● **Do this**
Write out only the lines running from the one that contains "[trace] blue eye" to the end of the material, both ends included.

(Region annotation entries)
[START]

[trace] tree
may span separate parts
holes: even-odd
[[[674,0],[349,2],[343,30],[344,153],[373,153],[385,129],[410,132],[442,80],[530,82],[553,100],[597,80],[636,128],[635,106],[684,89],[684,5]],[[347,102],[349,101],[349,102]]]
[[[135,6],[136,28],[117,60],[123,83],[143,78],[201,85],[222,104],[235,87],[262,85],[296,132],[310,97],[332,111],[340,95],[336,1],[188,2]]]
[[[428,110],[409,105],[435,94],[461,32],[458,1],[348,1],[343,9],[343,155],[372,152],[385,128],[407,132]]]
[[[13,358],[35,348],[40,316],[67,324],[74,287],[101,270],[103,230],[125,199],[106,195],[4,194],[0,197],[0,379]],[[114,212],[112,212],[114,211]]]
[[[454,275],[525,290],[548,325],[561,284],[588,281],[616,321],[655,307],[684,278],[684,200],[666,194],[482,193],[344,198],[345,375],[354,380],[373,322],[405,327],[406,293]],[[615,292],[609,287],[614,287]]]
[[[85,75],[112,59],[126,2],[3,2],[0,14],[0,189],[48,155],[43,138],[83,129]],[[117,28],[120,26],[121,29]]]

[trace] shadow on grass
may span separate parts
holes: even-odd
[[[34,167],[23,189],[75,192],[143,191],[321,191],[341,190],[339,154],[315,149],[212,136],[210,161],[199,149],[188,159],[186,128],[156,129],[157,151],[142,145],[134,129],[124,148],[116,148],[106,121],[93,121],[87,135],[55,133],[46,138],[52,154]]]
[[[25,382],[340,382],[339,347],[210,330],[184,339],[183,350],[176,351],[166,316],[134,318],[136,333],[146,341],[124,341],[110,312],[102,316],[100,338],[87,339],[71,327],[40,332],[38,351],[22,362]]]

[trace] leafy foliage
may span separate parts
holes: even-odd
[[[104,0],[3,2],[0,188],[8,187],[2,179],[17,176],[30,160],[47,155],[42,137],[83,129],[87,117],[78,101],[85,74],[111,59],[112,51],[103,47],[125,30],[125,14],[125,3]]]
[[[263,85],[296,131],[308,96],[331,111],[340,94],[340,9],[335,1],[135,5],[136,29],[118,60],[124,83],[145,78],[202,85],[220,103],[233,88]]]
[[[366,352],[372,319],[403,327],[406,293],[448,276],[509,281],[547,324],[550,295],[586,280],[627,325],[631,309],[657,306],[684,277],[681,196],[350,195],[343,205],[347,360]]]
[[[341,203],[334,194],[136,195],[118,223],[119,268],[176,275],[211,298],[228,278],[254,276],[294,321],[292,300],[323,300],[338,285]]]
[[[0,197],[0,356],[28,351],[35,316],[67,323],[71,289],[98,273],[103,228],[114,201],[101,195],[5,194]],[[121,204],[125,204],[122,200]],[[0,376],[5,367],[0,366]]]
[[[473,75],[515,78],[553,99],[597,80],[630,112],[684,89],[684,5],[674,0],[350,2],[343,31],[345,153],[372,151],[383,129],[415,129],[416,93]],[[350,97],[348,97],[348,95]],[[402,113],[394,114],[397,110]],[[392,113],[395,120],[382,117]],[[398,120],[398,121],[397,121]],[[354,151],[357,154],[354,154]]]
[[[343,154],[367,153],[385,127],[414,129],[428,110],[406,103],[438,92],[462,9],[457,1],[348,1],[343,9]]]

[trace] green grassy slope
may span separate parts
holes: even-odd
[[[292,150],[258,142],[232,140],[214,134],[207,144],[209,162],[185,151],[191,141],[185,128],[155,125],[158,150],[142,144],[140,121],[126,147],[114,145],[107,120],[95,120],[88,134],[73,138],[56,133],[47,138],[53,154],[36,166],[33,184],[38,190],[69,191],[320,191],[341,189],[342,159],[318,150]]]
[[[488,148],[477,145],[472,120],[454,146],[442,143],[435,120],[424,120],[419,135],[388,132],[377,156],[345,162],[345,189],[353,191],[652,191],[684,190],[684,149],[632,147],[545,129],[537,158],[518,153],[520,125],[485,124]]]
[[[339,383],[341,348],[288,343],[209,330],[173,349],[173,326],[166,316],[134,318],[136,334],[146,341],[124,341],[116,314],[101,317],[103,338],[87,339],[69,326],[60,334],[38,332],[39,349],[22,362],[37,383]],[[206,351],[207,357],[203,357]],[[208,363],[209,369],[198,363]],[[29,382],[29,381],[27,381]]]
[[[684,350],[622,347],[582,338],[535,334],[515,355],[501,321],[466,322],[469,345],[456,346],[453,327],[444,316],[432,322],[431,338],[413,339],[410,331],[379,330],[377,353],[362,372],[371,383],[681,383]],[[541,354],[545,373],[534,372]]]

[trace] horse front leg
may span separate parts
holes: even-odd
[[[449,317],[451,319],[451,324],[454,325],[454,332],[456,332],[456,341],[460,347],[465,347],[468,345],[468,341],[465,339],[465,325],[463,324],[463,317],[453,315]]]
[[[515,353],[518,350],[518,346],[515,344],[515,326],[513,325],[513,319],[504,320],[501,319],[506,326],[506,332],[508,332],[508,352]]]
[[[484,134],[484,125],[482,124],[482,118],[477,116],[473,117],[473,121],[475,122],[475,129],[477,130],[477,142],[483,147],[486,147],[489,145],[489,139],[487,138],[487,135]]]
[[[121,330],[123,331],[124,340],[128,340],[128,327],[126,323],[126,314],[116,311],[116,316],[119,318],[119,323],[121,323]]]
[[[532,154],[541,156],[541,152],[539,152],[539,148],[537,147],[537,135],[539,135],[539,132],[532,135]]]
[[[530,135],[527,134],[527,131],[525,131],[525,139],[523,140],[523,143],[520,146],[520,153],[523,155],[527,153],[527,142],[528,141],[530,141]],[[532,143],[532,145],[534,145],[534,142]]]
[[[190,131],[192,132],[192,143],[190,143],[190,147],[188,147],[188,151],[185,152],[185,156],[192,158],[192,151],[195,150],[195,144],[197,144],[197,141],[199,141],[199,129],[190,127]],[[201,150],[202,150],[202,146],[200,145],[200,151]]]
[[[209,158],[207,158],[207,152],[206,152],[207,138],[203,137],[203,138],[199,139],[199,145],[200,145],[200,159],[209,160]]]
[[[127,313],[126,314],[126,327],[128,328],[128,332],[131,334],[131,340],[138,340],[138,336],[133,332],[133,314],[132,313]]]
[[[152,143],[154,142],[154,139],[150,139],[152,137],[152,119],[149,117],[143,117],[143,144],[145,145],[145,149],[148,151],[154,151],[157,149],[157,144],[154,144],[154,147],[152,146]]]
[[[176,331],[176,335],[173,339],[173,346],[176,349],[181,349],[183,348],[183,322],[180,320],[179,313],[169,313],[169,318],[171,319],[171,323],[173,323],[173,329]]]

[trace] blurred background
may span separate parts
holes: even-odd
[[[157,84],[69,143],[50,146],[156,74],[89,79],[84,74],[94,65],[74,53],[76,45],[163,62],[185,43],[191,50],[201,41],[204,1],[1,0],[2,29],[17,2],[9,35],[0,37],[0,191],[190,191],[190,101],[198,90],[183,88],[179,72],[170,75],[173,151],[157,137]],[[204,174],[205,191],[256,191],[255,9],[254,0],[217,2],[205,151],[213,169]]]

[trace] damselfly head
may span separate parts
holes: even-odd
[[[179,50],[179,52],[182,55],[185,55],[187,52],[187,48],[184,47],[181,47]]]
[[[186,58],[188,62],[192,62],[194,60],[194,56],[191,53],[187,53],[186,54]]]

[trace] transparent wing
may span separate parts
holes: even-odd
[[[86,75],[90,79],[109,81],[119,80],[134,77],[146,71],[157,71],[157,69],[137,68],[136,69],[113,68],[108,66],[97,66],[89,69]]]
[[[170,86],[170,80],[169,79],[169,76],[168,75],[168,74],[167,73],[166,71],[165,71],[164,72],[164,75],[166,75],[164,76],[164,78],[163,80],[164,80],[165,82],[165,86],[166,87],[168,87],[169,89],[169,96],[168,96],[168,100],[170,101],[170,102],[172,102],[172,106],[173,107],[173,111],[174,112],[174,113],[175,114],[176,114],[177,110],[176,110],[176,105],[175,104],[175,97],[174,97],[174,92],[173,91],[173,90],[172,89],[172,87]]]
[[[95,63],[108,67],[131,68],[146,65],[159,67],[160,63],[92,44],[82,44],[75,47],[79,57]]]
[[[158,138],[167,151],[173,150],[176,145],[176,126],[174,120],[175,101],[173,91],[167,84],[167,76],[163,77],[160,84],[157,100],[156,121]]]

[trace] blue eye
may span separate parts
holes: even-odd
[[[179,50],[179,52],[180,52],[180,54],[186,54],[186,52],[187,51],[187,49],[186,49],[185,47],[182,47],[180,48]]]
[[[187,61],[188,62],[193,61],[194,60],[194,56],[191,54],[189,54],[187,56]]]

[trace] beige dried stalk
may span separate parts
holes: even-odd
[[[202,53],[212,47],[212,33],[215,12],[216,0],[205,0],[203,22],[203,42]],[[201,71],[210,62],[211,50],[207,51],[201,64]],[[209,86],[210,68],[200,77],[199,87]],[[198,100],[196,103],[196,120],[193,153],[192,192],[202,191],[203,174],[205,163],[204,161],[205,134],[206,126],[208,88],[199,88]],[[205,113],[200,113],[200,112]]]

[END]

● **Response to this task**
[trace] blue eye
may span separate parts
holes: even-odd
[[[179,50],[179,52],[180,52],[180,54],[186,54],[186,52],[187,51],[187,49],[186,49],[185,47],[182,47],[180,48]]]
[[[187,61],[188,62],[193,61],[194,60],[194,56],[191,54],[189,54],[187,56]]]

[trace] beige dried stalk
may span separate parts
holes: even-odd
[[[202,53],[212,47],[212,33],[215,12],[216,0],[205,0],[203,22],[203,42]],[[201,71],[210,62],[211,50],[207,51],[201,64]],[[209,86],[210,68],[200,77],[199,87]],[[198,100],[196,103],[196,120],[193,153],[192,192],[202,191],[203,174],[205,163],[204,161],[205,134],[206,126],[208,88],[199,88]],[[205,113],[200,113],[200,112]]]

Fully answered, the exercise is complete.